Turn the entries below into a Markdown table with the columns "Row" and "Line", giving one row per line of text and leaving out blank lines and the pictures.

▸ **Data records**
----------
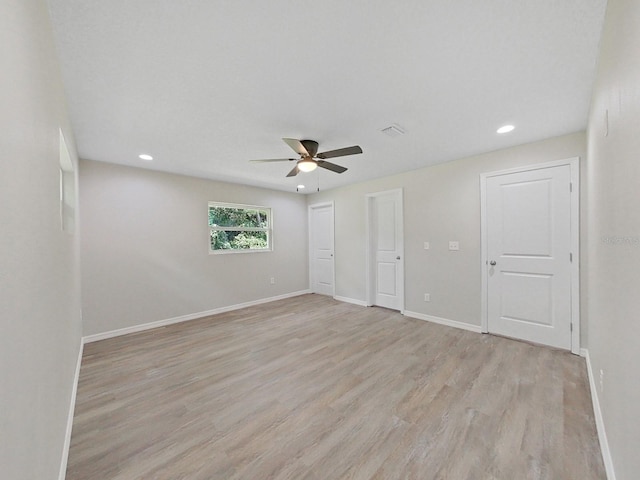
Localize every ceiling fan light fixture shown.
[298,158,318,173]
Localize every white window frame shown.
[207,201,273,255]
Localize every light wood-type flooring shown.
[67,295,606,480]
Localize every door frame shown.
[480,157,580,355]
[365,187,405,315]
[307,200,336,298]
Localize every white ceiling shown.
[49,0,606,191]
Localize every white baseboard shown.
[58,339,84,480]
[580,348,616,480]
[404,310,482,333]
[333,295,368,307]
[82,290,311,343]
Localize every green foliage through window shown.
[209,202,271,252]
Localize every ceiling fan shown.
[251,138,362,177]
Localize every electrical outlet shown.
[600,369,604,393]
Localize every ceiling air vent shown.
[380,125,406,138]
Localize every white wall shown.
[80,160,309,335]
[587,0,640,480]
[0,0,81,480]
[309,133,586,338]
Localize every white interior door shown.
[483,165,577,349]
[309,203,335,296]
[369,190,404,311]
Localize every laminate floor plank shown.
[67,295,606,480]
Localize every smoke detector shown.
[380,124,406,138]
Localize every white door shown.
[309,203,334,296]
[484,165,577,349]
[369,190,404,311]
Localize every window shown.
[209,202,271,253]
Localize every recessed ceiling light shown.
[496,125,516,133]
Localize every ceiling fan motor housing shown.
[300,140,318,158]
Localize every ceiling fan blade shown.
[249,158,298,163]
[316,145,362,158]
[318,160,347,173]
[282,138,309,157]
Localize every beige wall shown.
[587,0,640,480]
[309,133,586,338]
[80,160,309,335]
[0,0,81,480]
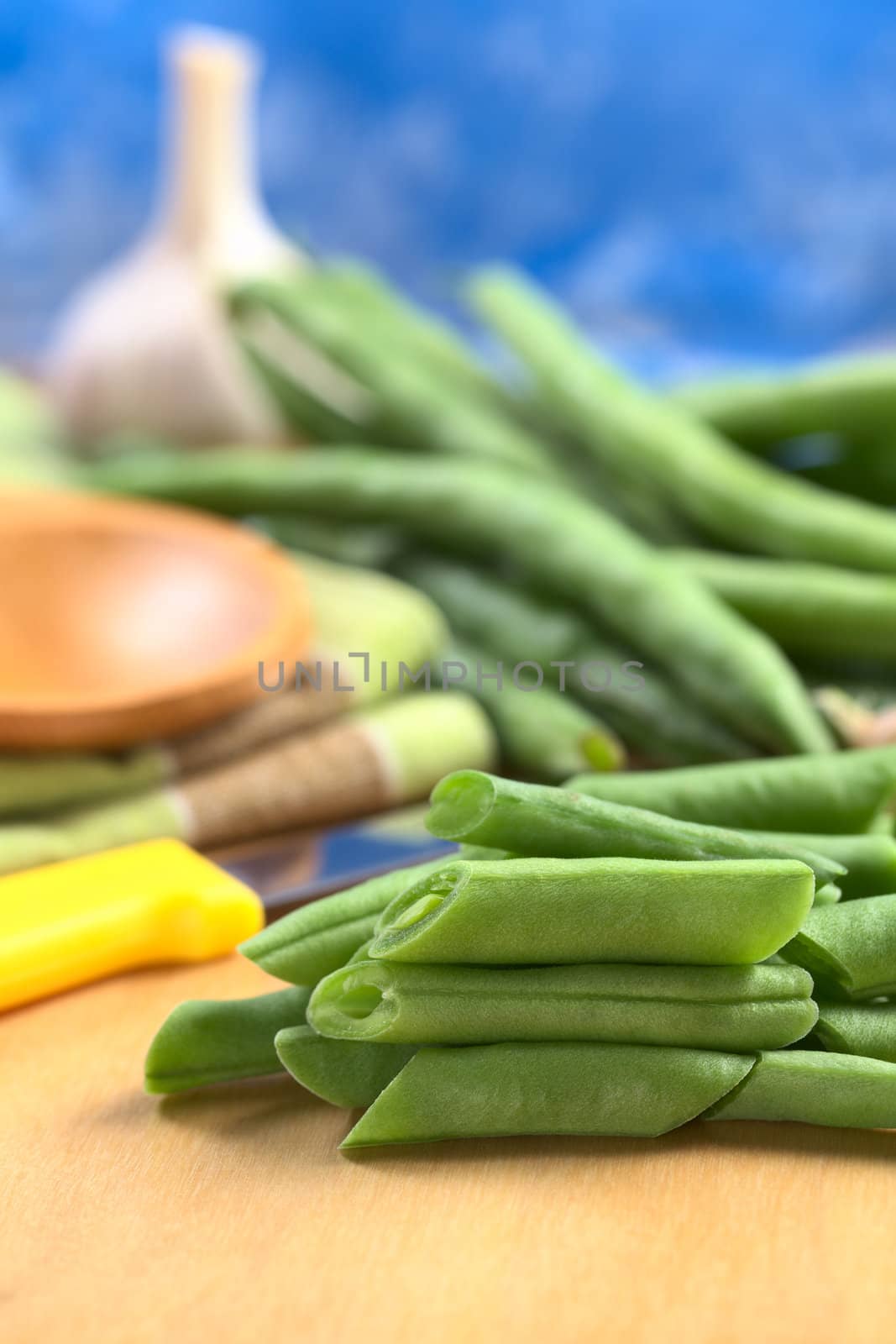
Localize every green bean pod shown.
[704,1050,896,1129]
[565,746,896,835]
[369,858,816,966]
[470,271,896,574]
[341,1042,753,1149]
[273,1026,417,1109]
[82,448,832,751]
[668,551,896,664]
[307,961,818,1050]
[743,831,896,900]
[443,641,626,782]
[145,986,312,1093]
[778,895,896,999]
[239,858,448,985]
[426,770,844,885]
[814,1003,896,1064]
[674,354,896,448]
[398,555,755,764]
----------
▸ **Written answer**
| Row | Line |
|---|---|
| 1 | Localize every ceiling fan light fixture shown. |
| 2 | [298,158,318,173] |
| 3 | Localize every white window frame shown. |
| 4 | [207,201,273,255] |
| 5 | Localize every light wood-type flooring shown. |
| 6 | [67,295,606,480] |
| 7 | Localize every door frame shown. |
| 8 | [480,157,580,355] |
| 9 | [365,187,405,315] |
| 10 | [307,200,336,298] |
| 11 | Localize every white ceiling shown. |
| 12 | [49,0,606,191] |
| 13 | Localize every white baseboard shown. |
| 14 | [58,339,84,480] |
| 15 | [580,348,616,480] |
| 16 | [404,310,482,333] |
| 17 | [333,295,368,307] |
| 18 | [82,290,311,343] |
| 19 | Localize every green foliage through window shown. |
| 20 | [209,202,271,252] |
| 21 | Localize every ceiling fan shown. |
| 22 | [251,138,362,177] |
| 23 | Localize every electrical outlet shown. |
| 24 | [600,369,604,393] |
| 25 | Localize every ceiling air vent shown. |
| 26 | [380,125,406,138] |
| 27 | Localize every white wall shown. |
| 28 | [80,160,309,335] |
| 29 | [587,0,640,480] |
| 30 | [0,0,81,480] |
| 31 | [309,133,586,338] |
| 32 | Localize every white interior door shown. |
| 33 | [483,165,577,349] |
| 34 | [309,203,335,296] |
| 35 | [369,190,404,311] |
| 36 | Localize every laminate floor plank shown. |
| 37 | [67,295,606,480] |
| 38 | Localize every smoke detector shown. |
| 39 | [380,124,406,138] |
| 40 | Localize every white door shown. |
| 41 | [309,203,334,296] |
| 42 | [484,165,577,349] |
| 43 | [369,190,404,311] |
| 44 | Localize every window shown. |
| 45 | [209,202,271,253] |
| 46 | Localize every recessed ceiling light shown. |
| 47 | [496,125,516,133] |
| 48 | Localize every ceiling fan motor housing shown. |
| 49 | [300,140,318,158] |
| 50 | Localize every ceiling fan blade shown. |
| 51 | [249,158,298,163] |
| 52 | [316,145,362,158] |
| 53 | [318,160,347,173] |
| 54 | [282,138,309,157] |
| 55 | Localize every beige wall shown. |
| 56 | [587,0,640,480] |
| 57 | [309,133,586,338] |
| 58 | [80,160,309,335] |
| 59 | [0,0,81,480] |
| 60 | Localize every green bean pod shown. |
| 61 | [704,1050,896,1129] |
| 62 | [565,746,896,835] |
| 63 | [369,858,816,966] |
| 64 | [470,271,896,574] |
| 65 | [341,1042,753,1149] |
| 66 | [273,1026,417,1109] |
| 67 | [82,448,832,751] |
| 68 | [668,551,896,664] |
| 69 | [307,961,818,1050] |
| 70 | [743,831,896,900] |
| 71 | [443,641,626,782] |
| 72 | [145,986,312,1093] |
| 73 | [778,895,896,999] |
| 74 | [239,858,448,985] |
| 75 | [426,770,844,885] |
| 76 | [814,1003,896,1064] |
| 77 | [674,354,896,448] |
| 78 | [398,555,755,764] |